Kim S. Nash | June 29, 2012
No company sets out to create convoluted processes supported--sometimes thwarted--by layers of overly complicated technology.

Like many companies, FedEx used to build lots of systems specialized for single functions, such as customer service, with their own applications, hardware and databases. FedEx had been running decades-old software and hardware, including a networking architecture built in 1974 and a descendant of 1979-vintage airline transaction-processing software. "We had one or two of everything," Humphries says. The company also had to keep IT staff who knew how to care for the relics. He declines to say whether the company will reduce staff as it shuts down old technology. But he notes that private clouds of virtual servers and software let the average IT staff member support several business areas.

GE understands the ill effects of too many applications or other forms of complexity, which increase costs and slow the business down, Begley says. It has acquired at least five companies since 2010, all of which came with IT systems that had to be turned off or migrated. The energy division alone accounts for five recent acquisitions, including one company that brought in 39 ERP systems, Begley says. GE signed two more deals recently, which it's expected to close later this year.

Before Begley became CIO in 2010, GE had no formal time frames for integrating a typical acquisition, she says. "We said, 'Not OK.'" IT will make no headway in simplification if integrations languish, she says. Now, GE is working toward establishing a rule that it has to be done within 18 months. "That's enormous in this company."

Begley has also assigned 1,000 people to refine business processes as part of a project called GE Advantage. "This is about killing complexity. As you do, you get faster. You have speed, lower cost and the flexibility to go faster," Begley says. "It's about competitiveness."

Plan of Attack

Read the mission statements of 100 companies and at least 75 will mention simplicity, says Ron Ashkenas, senior partner at Schaffer Consulting. "We've talked about it for thousands of years. Leonardo da Vinci talked about it, the ancient Greeks talked about it," he says. "But doing it is another thing."

First, CIOs must enlist supporters with pocketbooks, says Ashkenas, who wrote the book Simply Effective: How to Cut through Complexity in Your Organization and Get Things Done.

You might appeal to their sense of doom, or as Begley puts it, to "what matters." For the CEO, it's missing new business because the company is freighted with plodding, confusing technology that costs too much to maintain. For the board of directors, it's managing a crisis after a big security breach is traced to vulnerabilities in systems that aren't fully understood.

When Begley described her simplicity plans to GE's board, she explained that a simpler infrastructure is more secure and easier to protect. "When we have incidents, typically, the root cause is some type of complexity," she says. "Cybersecurity is something our board cares a lot about. Our company's reputation is at stake."

__Dataset records__
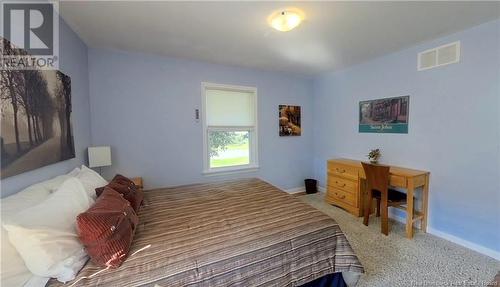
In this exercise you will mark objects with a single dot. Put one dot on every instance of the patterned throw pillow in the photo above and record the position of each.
(107, 228)
(127, 188)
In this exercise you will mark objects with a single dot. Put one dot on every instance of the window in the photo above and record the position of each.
(229, 128)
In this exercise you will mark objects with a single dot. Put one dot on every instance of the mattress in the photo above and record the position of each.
(234, 233)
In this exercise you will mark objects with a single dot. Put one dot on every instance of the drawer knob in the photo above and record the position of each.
(340, 185)
(340, 196)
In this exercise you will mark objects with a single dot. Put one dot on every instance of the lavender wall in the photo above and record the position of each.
(454, 128)
(73, 62)
(143, 107)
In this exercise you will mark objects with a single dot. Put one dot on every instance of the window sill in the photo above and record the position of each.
(231, 170)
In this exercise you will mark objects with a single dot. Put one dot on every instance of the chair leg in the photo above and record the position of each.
(368, 203)
(378, 207)
(385, 215)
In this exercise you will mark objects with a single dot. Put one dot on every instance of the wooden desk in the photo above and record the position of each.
(346, 189)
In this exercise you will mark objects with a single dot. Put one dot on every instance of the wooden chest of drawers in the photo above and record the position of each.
(343, 186)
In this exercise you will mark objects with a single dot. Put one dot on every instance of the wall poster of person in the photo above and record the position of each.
(289, 120)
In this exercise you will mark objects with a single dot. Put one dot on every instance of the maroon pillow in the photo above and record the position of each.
(107, 228)
(127, 188)
(124, 180)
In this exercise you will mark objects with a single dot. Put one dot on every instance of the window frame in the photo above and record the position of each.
(253, 142)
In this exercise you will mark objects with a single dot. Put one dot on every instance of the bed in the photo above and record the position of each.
(234, 233)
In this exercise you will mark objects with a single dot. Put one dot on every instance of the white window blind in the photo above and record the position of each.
(230, 108)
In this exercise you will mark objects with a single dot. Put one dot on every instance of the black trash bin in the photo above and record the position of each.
(311, 185)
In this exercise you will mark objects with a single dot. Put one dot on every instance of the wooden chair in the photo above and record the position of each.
(377, 186)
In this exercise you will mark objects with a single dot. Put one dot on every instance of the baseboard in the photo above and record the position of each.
(467, 244)
(302, 189)
(296, 189)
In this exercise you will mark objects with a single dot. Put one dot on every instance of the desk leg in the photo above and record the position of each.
(409, 209)
(425, 202)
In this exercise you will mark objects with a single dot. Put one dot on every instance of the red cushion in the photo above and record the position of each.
(107, 228)
(126, 187)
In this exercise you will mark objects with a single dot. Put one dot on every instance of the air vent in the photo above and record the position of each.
(439, 56)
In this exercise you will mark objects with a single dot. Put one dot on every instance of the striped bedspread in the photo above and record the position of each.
(233, 233)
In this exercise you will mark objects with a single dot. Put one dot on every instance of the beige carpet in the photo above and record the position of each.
(393, 260)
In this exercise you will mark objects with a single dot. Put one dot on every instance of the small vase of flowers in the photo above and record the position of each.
(374, 155)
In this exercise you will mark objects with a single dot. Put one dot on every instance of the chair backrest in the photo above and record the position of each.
(377, 176)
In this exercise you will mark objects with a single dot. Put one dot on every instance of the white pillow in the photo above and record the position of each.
(45, 235)
(90, 180)
(13, 271)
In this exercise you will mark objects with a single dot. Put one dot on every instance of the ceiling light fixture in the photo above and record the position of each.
(285, 20)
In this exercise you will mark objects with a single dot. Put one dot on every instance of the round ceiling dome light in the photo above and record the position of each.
(285, 20)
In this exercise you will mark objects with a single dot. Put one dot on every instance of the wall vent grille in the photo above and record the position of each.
(439, 56)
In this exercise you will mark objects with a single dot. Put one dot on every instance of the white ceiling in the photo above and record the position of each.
(333, 36)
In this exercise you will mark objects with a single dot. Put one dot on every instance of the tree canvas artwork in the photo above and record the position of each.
(289, 119)
(36, 125)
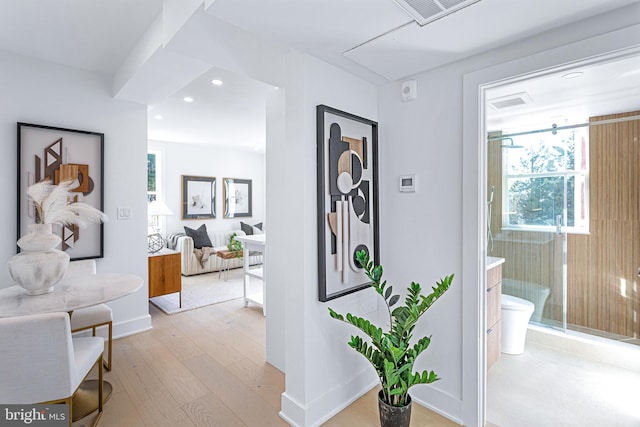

__Objectives__
a) Summarize the article on IT simplification in two sentences.
b) In the article on IT simplification, rewrite the paragraph beginning "GE understands the ill effects" as a bulleted list that keeps its main facts.
c) According to the article on IT simplification, how many people did Begley assign to refine business processes in the GE Advantage project?

__Solution set__
a) FedEx once built many single-function systems and ran decades-old software and hardware, and GE has faced similar complexity from acquisitions, responding under CIO Begley by working toward an 18-month deadline for integrations and assigning 1,000 people to refine business processes. Consultant Ron Ashkenas says CIOs must first enlist supporters with pocketbooks, and Begley, presenting her simplicity plans to GE's board, explained that a simpler infrastructure is more secure and easier to protect.

b)
- According to Begley, too many applications and other forms of complexity increase costs and slow the business down.
- GE has acquired at least five companies since 2010, all with IT systems that had to be turned off or migrated.
- The energy division alone accounts for five recent acquisitions, including one company that brought in 39 ERP systems.
- GE recently signed two more deals, which are expected to close later this year.

c) 1,000 people.